Supplied data:

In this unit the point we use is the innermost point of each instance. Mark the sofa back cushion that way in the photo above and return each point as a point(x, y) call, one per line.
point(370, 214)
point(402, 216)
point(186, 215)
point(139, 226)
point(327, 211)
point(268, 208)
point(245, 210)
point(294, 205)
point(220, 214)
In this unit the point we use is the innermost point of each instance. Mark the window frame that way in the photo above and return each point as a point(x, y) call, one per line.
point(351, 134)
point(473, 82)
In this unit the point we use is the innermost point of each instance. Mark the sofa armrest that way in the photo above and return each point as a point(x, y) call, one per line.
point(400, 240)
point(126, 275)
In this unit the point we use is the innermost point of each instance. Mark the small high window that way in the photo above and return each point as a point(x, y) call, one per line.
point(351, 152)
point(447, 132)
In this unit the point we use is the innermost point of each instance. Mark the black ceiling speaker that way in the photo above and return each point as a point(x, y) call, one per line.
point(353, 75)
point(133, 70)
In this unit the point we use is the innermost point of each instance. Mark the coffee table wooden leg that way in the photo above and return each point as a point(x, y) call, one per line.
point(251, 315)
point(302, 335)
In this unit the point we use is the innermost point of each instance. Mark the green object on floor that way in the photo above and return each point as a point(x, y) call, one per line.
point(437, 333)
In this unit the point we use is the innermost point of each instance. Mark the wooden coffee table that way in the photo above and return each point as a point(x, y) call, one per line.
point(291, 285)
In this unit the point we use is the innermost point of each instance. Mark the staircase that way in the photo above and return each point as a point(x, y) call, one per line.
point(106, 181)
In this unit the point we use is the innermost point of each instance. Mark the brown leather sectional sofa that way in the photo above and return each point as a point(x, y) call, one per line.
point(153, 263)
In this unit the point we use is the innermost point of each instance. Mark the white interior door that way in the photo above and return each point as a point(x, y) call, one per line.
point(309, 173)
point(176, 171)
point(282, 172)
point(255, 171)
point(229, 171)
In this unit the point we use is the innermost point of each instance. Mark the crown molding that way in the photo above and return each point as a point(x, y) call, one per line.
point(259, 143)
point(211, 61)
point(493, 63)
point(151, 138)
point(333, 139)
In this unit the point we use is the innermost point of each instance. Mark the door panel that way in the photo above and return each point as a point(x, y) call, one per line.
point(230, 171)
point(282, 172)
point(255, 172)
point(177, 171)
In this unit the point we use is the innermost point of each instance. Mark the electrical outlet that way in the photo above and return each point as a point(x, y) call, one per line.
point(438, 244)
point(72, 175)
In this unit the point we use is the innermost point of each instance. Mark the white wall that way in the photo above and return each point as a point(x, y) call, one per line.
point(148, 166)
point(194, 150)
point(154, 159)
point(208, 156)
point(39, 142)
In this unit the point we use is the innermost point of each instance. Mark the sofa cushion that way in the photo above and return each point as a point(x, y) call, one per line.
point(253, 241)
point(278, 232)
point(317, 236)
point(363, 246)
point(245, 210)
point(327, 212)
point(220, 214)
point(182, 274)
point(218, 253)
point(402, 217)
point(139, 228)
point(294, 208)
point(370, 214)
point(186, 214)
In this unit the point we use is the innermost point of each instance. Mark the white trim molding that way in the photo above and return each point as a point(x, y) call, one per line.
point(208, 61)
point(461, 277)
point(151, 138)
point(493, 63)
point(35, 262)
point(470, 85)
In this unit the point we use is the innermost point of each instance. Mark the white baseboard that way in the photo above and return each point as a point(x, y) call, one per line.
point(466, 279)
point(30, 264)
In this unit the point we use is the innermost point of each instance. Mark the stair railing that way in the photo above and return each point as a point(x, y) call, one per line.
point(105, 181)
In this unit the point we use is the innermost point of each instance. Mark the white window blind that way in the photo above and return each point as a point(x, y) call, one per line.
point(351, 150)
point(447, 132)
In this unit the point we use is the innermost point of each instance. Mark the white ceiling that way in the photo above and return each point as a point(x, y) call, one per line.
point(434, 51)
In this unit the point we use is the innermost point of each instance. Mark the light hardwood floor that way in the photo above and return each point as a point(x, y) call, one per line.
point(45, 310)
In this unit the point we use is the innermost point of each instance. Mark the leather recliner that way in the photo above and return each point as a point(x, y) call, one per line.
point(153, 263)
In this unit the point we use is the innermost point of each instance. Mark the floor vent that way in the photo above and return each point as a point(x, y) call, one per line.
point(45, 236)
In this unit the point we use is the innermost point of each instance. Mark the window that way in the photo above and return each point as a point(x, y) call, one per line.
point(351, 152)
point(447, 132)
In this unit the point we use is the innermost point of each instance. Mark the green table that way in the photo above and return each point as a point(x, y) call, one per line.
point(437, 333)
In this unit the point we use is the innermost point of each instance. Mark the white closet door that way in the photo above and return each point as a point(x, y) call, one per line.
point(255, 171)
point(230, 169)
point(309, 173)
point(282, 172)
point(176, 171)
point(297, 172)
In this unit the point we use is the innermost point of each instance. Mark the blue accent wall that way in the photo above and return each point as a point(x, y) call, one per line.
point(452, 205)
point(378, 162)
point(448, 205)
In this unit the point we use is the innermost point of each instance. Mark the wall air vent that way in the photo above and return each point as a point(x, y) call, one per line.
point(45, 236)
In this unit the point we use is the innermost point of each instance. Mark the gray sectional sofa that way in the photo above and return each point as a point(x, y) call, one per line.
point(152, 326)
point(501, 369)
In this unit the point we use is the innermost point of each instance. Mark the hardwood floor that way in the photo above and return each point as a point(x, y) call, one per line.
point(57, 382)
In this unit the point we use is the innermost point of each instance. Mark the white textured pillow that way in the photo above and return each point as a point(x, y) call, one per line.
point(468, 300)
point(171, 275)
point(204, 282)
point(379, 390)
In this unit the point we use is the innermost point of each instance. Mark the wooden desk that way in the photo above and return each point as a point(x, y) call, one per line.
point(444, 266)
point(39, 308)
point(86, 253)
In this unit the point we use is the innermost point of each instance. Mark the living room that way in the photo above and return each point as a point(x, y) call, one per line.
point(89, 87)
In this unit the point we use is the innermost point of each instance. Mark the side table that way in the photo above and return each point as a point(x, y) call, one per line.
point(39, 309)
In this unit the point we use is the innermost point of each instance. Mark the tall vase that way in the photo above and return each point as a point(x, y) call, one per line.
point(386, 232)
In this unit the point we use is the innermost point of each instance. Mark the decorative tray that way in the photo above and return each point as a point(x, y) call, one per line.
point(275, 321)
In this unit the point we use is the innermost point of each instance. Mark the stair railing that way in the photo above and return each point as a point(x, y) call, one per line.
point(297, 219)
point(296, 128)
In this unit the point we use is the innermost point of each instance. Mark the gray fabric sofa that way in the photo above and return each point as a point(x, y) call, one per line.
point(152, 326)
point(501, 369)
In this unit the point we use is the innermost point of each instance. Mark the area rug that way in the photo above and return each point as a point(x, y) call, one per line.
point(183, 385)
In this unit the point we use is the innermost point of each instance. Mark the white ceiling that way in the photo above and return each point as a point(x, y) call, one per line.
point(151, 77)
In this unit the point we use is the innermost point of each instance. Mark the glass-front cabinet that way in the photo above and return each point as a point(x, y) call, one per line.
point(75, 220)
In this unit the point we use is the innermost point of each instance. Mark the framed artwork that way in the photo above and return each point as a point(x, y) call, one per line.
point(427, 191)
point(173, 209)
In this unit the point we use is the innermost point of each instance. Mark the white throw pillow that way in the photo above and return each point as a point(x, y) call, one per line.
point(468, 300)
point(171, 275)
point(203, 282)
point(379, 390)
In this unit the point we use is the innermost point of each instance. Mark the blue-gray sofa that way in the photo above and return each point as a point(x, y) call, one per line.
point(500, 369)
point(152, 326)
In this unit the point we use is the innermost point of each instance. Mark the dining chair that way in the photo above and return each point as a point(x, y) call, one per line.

Task statement:
Please repeat the whole listing above, keeping every line exactly as it reads.

Solution for this exercise:
In this unit the point we use is the innermost point of each instance. Mark the sofa back cushion that way in the photo above and return each point as a point(x, y) call, one per line.
point(370, 214)
point(402, 216)
point(186, 215)
point(139, 226)
point(327, 211)
point(268, 208)
point(245, 210)
point(294, 205)
point(220, 214)
In this unit the point we use is the innermost point of each instance. Mark the window frame that way in the photo above and return each point as a point(x, y) call, one per line.
point(351, 134)
point(473, 82)
In this unit the point we use is the innermost point of each instance. Mark the sofa armrest that way in the photo above and return each point as a point(x, y) call, one per line.
point(400, 240)
point(126, 275)
In this unit the point we use is the innermost point of each instance. Mark the small high window that way in the photo above and return each point as a point(x, y) call, one per line.
point(351, 152)
point(447, 132)
In this unit the point we use is the innermost point of each instance. Mark the black ceiling speaker that way in the photo above and return each point as a point(x, y) call, one per line.
point(353, 75)
point(133, 70)
In this unit the point we use is the innermost point of each instance. Mark the coffee table wooden leg that way in the photo above and return each point as a point(x, y) call, one per line.
point(251, 315)
point(302, 335)
In this unit the point we use is the innermost point of each instance. Mark the green object on floor that way in the photo above and return each point as a point(x, y) call, one per line.
point(437, 333)
In this unit the point we use is the innermost point of each instance. Mark the wooden coffee table that way in the photo above and return each point as a point(x, y) call, one per line.
point(291, 285)
In this unit the point we use is the innermost point of each instance. Mark the staircase that way in the photo above and return each point as a point(x, y) call, one per line.
point(106, 181)
In this unit the point we use is the innermost point of each instance. Mark the brown leather sectional sofa that way in the photo above and return each point as a point(x, y) call, one per line.
point(153, 263)
In this unit the point we use is the innermost point of each instance. Mark the white interior door that way in the photo above and return each point as a point(x, y) call, one per line.
point(309, 173)
point(176, 171)
point(282, 172)
point(255, 171)
point(229, 171)
In this unit the point we use is the innermost point of each instance. Mark the crown molding that way in the photo above and return each point as a point(x, y) call, one per line.
point(259, 143)
point(211, 61)
point(493, 63)
point(151, 138)
point(333, 139)
In this unit the point we use is the innermost point of each instance. Mark the door panel that way in the photo above and return each point as a point(x, y) call, one per line.
point(230, 171)
point(282, 172)
point(255, 172)
point(177, 171)
In this unit the point we use is the innermost point of each instance. Mark the electrical outlet that way in the photo above and return each point as a point(x, y) call, one per line.
point(438, 244)
point(72, 175)
In this unit the point we use is the innermost point of each instance. Mark the white wall that way in the photo above and return each point as a point(x, y) call, one per line.
point(148, 166)
point(194, 150)
point(154, 159)
point(208, 156)
point(39, 142)
In this unit the point we use is the innermost point of each instance. Mark the sofa cushion that way in the photo above and return each point as a point(x, y) call, one per line.
point(253, 241)
point(278, 232)
point(317, 236)
point(363, 246)
point(245, 210)
point(327, 212)
point(220, 214)
point(182, 274)
point(218, 253)
point(402, 217)
point(139, 228)
point(294, 208)
point(370, 214)
point(186, 214)
In this unit the point we use is the innermost point of each instance. Mark the white trim molding that way in the photo above and return each point as a point(x, y) call, one per line.
point(208, 61)
point(461, 277)
point(151, 138)
point(493, 63)
point(35, 262)
point(470, 85)
In this unit the point we use is the innermost point of each instance. Mark the white baseboard that way in the photo above and return each point as a point(x, y) call, one per line.
point(466, 279)
point(30, 264)
In this unit the point we use is the innermost point of each instance. Mark the stair railing that way in the photo above and return each point as a point(x, y) call, one per line.
point(105, 181)
In this unit the point we use is the innermost point of each instance. Mark the white window blind that way in the photo above and return each point as a point(x, y) call, one per line.
point(351, 150)
point(447, 132)
In this unit the point we use is the innermost point of each instance. Mark the white ceiling that way in the photo above and return each point as a point(x, y) call, one per line.
point(434, 51)
In this unit the point we use is the innermost point of each instance. Mark the light hardwood floor that way in the photo above and return each point as a point(x, y) call, one per line.
point(45, 310)
In this unit the point we use is the innermost point of each instance. Mark the leather recliner that way in the photo above and return each point as a point(x, y) call, one per line.
point(153, 263)
In this unit the point we use is the innermost point of each instance. Mark the floor vent that way in the photo above and return each point as a point(x, y) call, one per line.
point(45, 236)
In this unit the point we use is the innermost point of each instance. Mark the window that way in the photo above and return each point as a point(x, y) call, one per line.
point(351, 152)
point(447, 132)
In this unit the point we use is the innermost point of each instance. Mark the green table that way in the photo above and return each point as a point(x, y) call, one per line.
point(437, 333)
In this unit the point we use is the innermost point of each instance. Mark the white closet door that way in the photo above and return each point as a point(x, y) call, one per line.
point(255, 171)
point(230, 169)
point(309, 173)
point(282, 172)
point(176, 171)
point(297, 172)
In this unit the point we use is the innermost point of each instance. Mark the blue accent wall that way in the photo above and return each point as a point(x, y) call, one per line.
point(452, 205)
point(378, 162)
point(448, 205)
In this unit the point we use is the innermost point of each instance. Mark the wall air vent that way in the photo above and return each point as a point(x, y) call, one per line.
point(45, 236)
In this unit the point we use is the innermost point of each instance. Mark the gray sectional sofa that way in the photo above and return each point as a point(x, y) call, one per line.
point(152, 326)
point(501, 369)
In this unit the point we use is the innermost point of each instance. Mark the hardwood floor that way in the photo above and return each point as a point(x, y) call, one per line.
point(57, 382)
In this unit the point we use is the innermost point of each instance. Mark the white textured pillow that way in the photo above and return each point as a point(x, y) call, one per line.
point(468, 300)
point(171, 275)
point(204, 282)
point(379, 390)
In this unit the point we use is the innermost point of each instance. Mark the wooden desk that way in the photo above and return each point as a point(x, y) call, one per line.
point(444, 266)
point(39, 308)
point(86, 253)
In this unit the point we use is the innermost point of each instance. Mark the living room that way in the photo above and return each point as a point(x, y) call, one per line.
point(89, 87)
In this unit the point we use is the innermost point of each instance. Mark the side table that way in the photo above and return each point as a point(x, y) call, one per line.
point(39, 309)
In this unit the point we use is the innermost point of each instance. Mark the tall vase that way in the photo above and return each point as a point(x, y) call, one per line.
point(386, 232)
In this unit the point we use is the innermost point of each instance. Mark the decorative tray that way in the photo above and return each point as a point(x, y) call, one per line.
point(275, 321)
In this unit the point we use is the innermost point of each instance. Mark the stair railing that way in the photo above and return each point as a point(x, y) call, one per line.
point(297, 219)
point(296, 128)
In this unit the point we use is the innermost point of each instance. Mark the gray fabric sofa that way in the photo above and return each point as a point(x, y) call, one per line.
point(152, 326)
point(501, 369)
In this unit the point we use is the innermost point of each instance. Mark the area rug that way in the photo above and return each point as a point(x, y) call, one per line.
point(183, 385)
In this unit the point we use is the innermost point of each instance. Mark the white ceiling that way in the photo above and return each point as a point(x, y) call, one per line.
point(151, 77)
In this unit the point we use is the innermost point of each instance. Mark the glass-front cabinet that way in the photo above and return each point as a point(x, y) call, one per line.
point(75, 220)
In this unit the point we use is the innermost point of each instance. Mark the framed artwork that way in the photo above and return each point as a point(x, y) call, one per line.
point(427, 191)
point(173, 209)
In this unit the point we use is the innermost point of each instance. Mark the white throw pillow that way in the photo above and return each point as a point(x, y) call, one per line.
point(468, 300)
point(171, 275)
point(203, 282)
point(379, 390)
In this unit the point we use is the innermost point of each instance. Mark the blue-gray sofa that way in the photo above and return each point as a point(x, y) call, one per line.
point(500, 369)
point(152, 326)
In this unit the point we use is the innermost point of each instance. Mark the dining chair that way in the photo above and return each point as a point(x, y) call, one per line.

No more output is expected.